3. GÉNESE DE BLOCOS PEDUNCULADOS Os blocos pedunculados são formas de alteração diferencial, cuja génese se prende com uma desagregação mais acentuada na base dos blocos devido ao contacto com saprólitos saturados em água que são responsáveis por este tipo de alteração basal, que posteriormente foram exumadas. Na generalidade estas formas desenvolvem-se em superfícies aplanadas ou em declives suaves, apresentando-se, de um modo geral, como microformas relacionadas com evolução de frentes de meteorização (Cordeiro, 2004). Desenvolvem-se em duas fases, em que a água é o principal agente modelador (Vidal Romani e Twidale, 1998). Numa primeira fase, após a exposição à superfície, a alteração química dos minerais da rocha, sobretudo plagioclases cálcicas, é mais rápida na base e abaixo do nível do solo, onde há acumulação de águas subterrâneas enriquecidas em ácidos húmicos. Segue-se uma segunda fase, ocorrida durante períodos precipitação mais concentrada que aceleram a erosão dos solos e expõem o pedúnculo que une o todo coerente ao substrato granítico. Alguns blocos pedunculados encontram-se associados a zonas de escorrência, sofrendo exumação mais rápida, ainda que com processos bioquímicos associados ao saprólito menos intensos, por erosão mecânica.

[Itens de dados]

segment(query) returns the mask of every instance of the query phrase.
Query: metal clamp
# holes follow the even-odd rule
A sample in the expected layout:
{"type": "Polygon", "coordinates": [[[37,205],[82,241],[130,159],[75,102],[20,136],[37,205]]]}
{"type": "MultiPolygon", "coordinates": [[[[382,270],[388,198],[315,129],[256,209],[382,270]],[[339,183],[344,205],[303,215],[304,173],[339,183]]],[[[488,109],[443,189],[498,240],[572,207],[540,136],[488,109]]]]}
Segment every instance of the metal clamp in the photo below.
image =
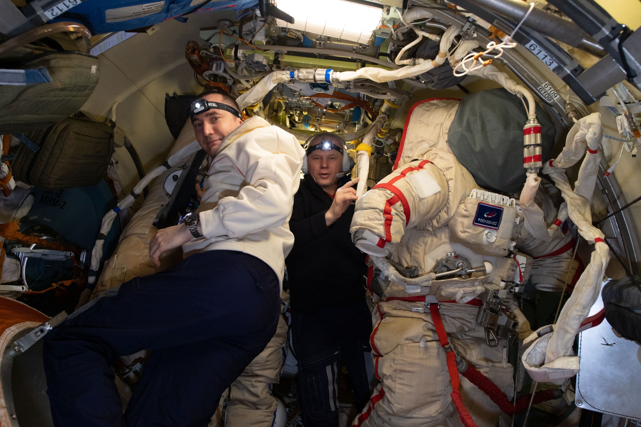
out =
{"type": "Polygon", "coordinates": [[[56,314],[44,323],[36,326],[22,338],[15,340],[9,347],[9,354],[12,357],[15,357],[24,353],[29,347],[36,343],[40,339],[47,334],[47,332],[58,326],[67,318],[64,311],[56,314]]]}

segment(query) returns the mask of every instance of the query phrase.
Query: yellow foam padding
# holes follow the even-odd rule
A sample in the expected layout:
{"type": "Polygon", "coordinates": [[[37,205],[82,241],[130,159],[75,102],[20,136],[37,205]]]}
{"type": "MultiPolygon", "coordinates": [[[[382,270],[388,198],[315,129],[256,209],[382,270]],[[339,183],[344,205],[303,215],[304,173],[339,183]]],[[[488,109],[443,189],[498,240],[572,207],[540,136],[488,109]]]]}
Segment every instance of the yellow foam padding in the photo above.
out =
{"type": "Polygon", "coordinates": [[[399,105],[395,105],[394,104],[392,104],[390,101],[387,101],[387,99],[384,99],[383,101],[385,101],[385,104],[389,106],[390,108],[398,108],[399,107],[401,106],[400,104],[399,105]]]}
{"type": "Polygon", "coordinates": [[[364,144],[362,142],[358,144],[358,147],[356,147],[356,151],[367,151],[368,154],[372,154],[372,147],[367,144],[364,144]]]}

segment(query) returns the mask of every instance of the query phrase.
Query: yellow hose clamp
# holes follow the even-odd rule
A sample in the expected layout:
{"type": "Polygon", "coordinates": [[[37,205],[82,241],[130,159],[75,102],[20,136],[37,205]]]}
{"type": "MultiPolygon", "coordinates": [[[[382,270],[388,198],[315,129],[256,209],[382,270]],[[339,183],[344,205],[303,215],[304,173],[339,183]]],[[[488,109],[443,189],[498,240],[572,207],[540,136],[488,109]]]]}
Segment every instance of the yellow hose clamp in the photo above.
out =
{"type": "Polygon", "coordinates": [[[395,104],[392,104],[392,102],[390,102],[390,101],[387,101],[387,99],[383,99],[383,101],[385,102],[385,104],[387,104],[388,105],[388,106],[389,106],[390,108],[398,108],[399,107],[401,106],[400,104],[396,105],[395,104]]]}
{"type": "Polygon", "coordinates": [[[367,154],[371,156],[372,147],[370,145],[368,145],[367,144],[365,144],[362,142],[361,143],[358,144],[358,147],[356,147],[356,152],[358,152],[359,151],[367,151],[367,154]]]}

O que fazer:
1: Responda, com base no texto sobre blocos pedunculados:
(a) Em que tipo de superfícies se desenvolvem, na generalidade, estas formas?
(b) Qual é o principal agente modelador nas duas fases de desenvolvimento?
(c) Que minerais da rocha sofrem sobretudo alteração química na primeira fase?
2: Localize nas entradas cada linha que contenha a palavra "foam" e copie-a integralmente. A distinção entre maiúsculas e minúsculas conta.

Resultados finais:
1:
(a) Em superfícies aplanadas ou em declives suaves.
(b) A água.
(c) Sobretudo plagioclases cálcicas.

2:
Query: yellow foam padding
Segment every instance of the yellow foam padding in the photo above.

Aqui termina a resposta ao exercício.